Records from a collection:
=======
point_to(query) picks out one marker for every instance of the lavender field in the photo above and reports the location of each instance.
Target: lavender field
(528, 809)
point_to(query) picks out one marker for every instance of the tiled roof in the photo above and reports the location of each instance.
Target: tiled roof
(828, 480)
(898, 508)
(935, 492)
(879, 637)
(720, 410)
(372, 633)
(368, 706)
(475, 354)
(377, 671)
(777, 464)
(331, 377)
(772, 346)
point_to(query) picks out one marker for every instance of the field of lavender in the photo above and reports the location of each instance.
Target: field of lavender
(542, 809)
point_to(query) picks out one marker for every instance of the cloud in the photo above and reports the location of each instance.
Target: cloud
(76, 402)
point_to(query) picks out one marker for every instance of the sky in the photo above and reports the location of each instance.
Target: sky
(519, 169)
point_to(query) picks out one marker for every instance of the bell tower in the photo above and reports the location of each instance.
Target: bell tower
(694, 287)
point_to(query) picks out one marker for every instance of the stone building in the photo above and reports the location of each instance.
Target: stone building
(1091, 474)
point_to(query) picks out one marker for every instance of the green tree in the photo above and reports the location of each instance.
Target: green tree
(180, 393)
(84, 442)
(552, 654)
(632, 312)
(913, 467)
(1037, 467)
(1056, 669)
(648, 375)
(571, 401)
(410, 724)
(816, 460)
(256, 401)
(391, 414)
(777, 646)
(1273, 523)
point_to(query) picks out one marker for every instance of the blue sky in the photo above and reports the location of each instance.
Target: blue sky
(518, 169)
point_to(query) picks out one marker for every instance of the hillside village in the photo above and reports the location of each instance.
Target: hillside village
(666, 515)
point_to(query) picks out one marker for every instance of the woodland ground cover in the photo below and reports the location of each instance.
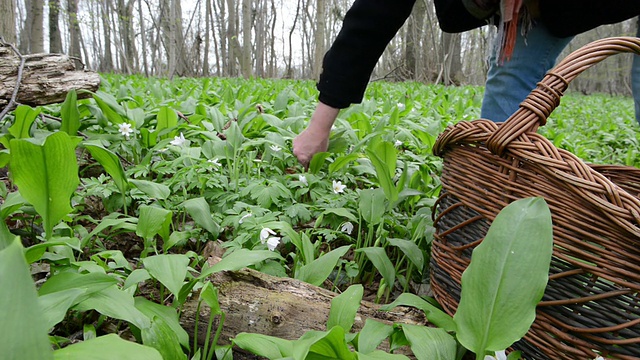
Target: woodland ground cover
(115, 197)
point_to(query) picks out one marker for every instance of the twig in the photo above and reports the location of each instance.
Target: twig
(12, 102)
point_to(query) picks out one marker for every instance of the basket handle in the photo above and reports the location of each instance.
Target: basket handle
(535, 109)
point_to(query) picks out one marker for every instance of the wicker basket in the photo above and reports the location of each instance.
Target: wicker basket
(592, 300)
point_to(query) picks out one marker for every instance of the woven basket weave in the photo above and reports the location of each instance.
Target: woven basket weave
=======
Written request: Nothing but the lines from the line containing "of the bell" through the last line of the material may be output, and they must be copied exactly, without pictures.

Solved problem:
point_to(query) picks out one marker for every instance of the bell tower in the photo above and reports the location of each instance.
Target: bell tower
(694, 287)
point_to(query) picks out one marker for every instance of the stone building in the photo above and reports the location of each instance.
Target: stone building
(1091, 474)
point_to(query) picks out one marker for every instance of the green tree in the photo above and reports the location of each instance.
Target: green tree
(180, 393)
(84, 442)
(552, 654)
(632, 312)
(913, 467)
(1037, 467)
(1056, 669)
(648, 375)
(571, 401)
(410, 724)
(816, 460)
(256, 401)
(391, 414)
(777, 646)
(1273, 523)
point_to(query) picks out one marker for every instance of the blue sky in the photo above and reports the location of each instance.
Target: blue sky
(518, 169)
point_to(query) picks out one marker for every instance of the hillside village in the photo above and reports the location of each instance.
Target: hillside village
(666, 515)
point_to(query) picks out one marker for every instance of the woodland ground cover in the photo below and reports the location of each instance.
Target: woodland ground cover
(115, 197)
point_to(query) picks out one marker for every instance of the twig in the photo above and reports the location of each instance.
Target: twig
(12, 102)
point_to(query) picks out one marker for every instance of the basket handle in the photo above and reports the location of each instance.
Target: basket handle
(535, 109)
point_to(query) picks out one marker for every instance of the wicker basket in the photo above and reports the location of each instance.
Target: wicker basket
(592, 300)
point_to(query) picks out one marker for every instance of the woven basket weave in the photo above and reports the location of each instance.
Target: woven basket weave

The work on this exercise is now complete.